Recorded data:
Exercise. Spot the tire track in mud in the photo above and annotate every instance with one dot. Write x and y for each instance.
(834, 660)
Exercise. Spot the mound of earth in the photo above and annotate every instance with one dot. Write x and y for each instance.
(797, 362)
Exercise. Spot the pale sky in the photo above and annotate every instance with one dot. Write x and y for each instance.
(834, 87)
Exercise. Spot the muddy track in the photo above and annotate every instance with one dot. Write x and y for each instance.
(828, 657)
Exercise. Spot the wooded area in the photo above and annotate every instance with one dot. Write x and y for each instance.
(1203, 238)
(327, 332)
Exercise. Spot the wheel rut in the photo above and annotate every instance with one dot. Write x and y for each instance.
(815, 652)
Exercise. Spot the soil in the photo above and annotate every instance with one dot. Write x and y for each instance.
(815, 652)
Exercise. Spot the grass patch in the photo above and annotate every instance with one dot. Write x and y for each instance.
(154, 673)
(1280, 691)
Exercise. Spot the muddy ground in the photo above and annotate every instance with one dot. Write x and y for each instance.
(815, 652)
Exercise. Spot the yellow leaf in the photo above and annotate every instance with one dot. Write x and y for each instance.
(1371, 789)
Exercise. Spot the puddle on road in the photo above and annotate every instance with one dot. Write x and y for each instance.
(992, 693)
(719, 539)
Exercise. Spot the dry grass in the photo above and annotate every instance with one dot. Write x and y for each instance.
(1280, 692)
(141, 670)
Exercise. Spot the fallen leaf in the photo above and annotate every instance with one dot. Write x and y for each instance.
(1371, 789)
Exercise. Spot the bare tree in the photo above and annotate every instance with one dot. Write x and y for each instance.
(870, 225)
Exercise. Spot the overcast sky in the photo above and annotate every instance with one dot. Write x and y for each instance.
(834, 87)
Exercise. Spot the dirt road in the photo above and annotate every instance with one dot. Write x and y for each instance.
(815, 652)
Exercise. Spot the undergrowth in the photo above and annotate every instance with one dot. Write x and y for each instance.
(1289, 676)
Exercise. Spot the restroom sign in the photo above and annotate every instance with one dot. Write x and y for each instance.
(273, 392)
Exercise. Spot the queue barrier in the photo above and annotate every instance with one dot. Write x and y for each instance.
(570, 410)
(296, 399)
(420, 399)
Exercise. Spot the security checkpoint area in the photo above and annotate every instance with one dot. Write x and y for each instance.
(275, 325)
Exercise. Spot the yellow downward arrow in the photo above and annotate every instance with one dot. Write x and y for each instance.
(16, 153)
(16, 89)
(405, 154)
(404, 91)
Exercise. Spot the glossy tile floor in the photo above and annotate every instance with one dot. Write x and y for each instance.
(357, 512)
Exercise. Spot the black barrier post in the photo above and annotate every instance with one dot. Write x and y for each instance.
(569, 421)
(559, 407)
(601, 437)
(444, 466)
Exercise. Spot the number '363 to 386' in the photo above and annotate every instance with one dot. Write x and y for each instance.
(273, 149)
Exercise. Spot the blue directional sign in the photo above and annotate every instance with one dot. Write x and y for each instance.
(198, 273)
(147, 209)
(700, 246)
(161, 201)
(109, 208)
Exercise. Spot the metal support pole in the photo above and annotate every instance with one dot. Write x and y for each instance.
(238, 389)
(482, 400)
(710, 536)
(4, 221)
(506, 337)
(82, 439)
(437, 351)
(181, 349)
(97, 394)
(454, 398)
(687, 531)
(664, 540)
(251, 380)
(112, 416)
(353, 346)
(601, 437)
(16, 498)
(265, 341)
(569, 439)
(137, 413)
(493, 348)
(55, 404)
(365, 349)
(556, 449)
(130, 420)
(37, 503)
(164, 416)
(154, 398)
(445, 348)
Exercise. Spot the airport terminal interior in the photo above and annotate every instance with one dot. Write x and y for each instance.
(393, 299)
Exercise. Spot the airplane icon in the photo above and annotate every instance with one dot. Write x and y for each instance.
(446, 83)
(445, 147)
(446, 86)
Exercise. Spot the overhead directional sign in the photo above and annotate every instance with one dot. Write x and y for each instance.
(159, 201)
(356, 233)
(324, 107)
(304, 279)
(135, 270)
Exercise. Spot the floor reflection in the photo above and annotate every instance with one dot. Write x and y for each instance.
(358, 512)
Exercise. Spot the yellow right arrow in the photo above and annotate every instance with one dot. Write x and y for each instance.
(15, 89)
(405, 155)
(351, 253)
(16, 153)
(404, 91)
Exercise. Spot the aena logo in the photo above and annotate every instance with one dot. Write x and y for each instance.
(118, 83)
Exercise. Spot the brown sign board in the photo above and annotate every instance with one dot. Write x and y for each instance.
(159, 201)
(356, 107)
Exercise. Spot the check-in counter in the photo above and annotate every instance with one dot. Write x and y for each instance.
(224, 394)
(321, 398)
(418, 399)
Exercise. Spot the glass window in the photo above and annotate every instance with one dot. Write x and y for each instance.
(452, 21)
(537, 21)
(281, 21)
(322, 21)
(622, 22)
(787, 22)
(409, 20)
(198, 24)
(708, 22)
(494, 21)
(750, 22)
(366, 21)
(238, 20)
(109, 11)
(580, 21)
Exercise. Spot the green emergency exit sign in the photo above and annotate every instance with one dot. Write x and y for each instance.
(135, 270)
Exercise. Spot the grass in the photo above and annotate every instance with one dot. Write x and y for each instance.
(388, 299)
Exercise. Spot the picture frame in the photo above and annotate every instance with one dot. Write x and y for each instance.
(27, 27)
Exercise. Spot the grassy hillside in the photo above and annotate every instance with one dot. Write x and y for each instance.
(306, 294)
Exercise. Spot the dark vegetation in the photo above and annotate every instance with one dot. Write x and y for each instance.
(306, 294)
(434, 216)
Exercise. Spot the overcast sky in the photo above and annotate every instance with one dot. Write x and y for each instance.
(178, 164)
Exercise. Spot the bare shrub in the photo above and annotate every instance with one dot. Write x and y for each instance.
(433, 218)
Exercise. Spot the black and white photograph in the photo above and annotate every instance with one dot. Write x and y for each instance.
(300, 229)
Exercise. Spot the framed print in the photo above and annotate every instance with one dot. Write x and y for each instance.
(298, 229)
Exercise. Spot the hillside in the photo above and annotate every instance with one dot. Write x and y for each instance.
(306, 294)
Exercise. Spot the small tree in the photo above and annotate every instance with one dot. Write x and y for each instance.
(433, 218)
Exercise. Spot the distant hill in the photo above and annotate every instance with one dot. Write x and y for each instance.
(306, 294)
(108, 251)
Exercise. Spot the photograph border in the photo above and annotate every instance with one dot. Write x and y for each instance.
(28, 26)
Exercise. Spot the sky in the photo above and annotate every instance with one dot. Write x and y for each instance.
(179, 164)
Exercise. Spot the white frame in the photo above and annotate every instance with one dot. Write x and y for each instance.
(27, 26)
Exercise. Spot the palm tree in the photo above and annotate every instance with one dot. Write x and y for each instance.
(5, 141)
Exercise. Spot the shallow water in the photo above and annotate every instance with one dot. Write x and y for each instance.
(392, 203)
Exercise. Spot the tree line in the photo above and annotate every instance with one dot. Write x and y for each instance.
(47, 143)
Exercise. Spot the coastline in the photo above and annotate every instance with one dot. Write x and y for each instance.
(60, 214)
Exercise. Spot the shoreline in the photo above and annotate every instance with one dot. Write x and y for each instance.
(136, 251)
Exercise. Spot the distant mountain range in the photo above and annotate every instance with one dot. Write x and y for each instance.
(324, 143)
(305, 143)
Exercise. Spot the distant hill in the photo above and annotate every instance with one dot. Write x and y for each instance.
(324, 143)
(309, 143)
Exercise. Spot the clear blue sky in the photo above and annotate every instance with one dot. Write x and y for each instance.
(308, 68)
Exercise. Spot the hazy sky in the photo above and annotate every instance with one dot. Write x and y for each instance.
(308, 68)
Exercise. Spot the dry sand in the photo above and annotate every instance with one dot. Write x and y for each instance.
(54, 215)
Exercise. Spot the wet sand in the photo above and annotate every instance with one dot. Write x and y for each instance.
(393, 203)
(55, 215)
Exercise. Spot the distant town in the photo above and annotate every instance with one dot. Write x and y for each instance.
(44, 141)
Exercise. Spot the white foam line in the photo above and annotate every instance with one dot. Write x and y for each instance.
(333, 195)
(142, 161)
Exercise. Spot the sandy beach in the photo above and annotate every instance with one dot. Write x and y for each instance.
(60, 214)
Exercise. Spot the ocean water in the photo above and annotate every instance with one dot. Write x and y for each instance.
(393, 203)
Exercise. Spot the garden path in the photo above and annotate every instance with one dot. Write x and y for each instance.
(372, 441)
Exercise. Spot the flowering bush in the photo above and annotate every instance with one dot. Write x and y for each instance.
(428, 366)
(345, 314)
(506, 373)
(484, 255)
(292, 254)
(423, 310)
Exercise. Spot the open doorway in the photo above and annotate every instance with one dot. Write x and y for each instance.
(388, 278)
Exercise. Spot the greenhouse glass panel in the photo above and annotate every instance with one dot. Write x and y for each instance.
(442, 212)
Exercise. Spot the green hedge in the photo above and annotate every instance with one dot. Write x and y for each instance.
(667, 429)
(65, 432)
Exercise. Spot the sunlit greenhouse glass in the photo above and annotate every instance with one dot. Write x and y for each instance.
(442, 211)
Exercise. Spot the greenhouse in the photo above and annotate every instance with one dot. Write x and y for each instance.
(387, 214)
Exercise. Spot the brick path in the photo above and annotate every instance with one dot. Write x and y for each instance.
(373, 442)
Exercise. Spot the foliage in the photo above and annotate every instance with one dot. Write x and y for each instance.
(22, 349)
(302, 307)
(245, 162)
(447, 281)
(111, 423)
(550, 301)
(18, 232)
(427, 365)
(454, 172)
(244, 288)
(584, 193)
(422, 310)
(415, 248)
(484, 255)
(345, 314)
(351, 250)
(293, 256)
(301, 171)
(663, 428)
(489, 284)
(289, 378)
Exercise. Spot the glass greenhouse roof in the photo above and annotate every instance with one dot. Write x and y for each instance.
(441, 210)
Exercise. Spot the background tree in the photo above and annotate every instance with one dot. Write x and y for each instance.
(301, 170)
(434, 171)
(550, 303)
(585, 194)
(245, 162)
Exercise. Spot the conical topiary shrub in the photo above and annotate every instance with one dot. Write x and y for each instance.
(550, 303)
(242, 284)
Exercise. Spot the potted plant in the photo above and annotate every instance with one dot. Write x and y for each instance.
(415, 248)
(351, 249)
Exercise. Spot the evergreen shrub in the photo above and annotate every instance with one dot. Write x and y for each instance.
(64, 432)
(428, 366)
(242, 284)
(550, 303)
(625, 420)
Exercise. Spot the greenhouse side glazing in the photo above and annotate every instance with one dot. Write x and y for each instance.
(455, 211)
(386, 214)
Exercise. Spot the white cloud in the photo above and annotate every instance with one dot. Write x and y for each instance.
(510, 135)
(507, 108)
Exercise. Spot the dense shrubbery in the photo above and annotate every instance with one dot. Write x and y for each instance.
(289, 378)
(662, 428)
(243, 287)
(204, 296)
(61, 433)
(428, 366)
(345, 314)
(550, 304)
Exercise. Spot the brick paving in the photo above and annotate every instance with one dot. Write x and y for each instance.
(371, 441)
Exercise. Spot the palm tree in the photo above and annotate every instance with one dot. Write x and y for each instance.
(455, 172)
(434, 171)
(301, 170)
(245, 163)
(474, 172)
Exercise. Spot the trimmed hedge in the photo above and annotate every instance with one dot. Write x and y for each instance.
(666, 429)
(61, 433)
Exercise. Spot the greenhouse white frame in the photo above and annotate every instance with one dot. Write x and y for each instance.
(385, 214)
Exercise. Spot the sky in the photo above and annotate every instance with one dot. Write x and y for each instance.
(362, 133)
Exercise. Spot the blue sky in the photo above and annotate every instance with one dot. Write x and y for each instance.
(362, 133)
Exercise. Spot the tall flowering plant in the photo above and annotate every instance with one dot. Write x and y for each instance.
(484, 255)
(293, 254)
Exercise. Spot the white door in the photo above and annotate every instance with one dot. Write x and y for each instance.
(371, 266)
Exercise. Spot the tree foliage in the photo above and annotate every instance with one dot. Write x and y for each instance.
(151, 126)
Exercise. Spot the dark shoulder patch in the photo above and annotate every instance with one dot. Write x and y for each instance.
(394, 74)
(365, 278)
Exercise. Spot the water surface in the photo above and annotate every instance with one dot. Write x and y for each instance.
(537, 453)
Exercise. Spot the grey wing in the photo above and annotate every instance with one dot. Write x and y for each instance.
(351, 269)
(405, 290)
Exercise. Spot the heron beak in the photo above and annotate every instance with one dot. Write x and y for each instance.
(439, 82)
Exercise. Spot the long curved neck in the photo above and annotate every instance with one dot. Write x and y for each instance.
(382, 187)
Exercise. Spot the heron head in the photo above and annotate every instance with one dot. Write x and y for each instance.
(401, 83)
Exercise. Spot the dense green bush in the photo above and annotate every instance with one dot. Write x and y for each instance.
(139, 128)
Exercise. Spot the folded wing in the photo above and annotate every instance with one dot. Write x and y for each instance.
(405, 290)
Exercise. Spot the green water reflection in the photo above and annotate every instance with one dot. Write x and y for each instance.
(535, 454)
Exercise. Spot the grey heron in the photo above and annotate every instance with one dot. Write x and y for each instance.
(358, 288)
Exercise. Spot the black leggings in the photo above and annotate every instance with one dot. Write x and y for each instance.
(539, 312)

- [Do this] Transcribe word for word the lines from the one holding "Exercise. Spot the folded" to the last line of the listing above, inclusive.

- [Response for this exercise]
Exercise. Spot the folded wing in the photo above and annotate every instance with one dot. Write x and y for each instance.
(405, 290)
Exercise. Spot the green water reflection in the photo above and annotate every instance with one dot. Write x and y for each instance.
(535, 454)
Exercise. Spot the grey heron in the photo above and annotate every instance with one dot. Write x and y for each instance.
(358, 288)
Exercise. Spot the black leggings in the photo above and annotate every instance with one dot. Write x and y for each instance.
(539, 312)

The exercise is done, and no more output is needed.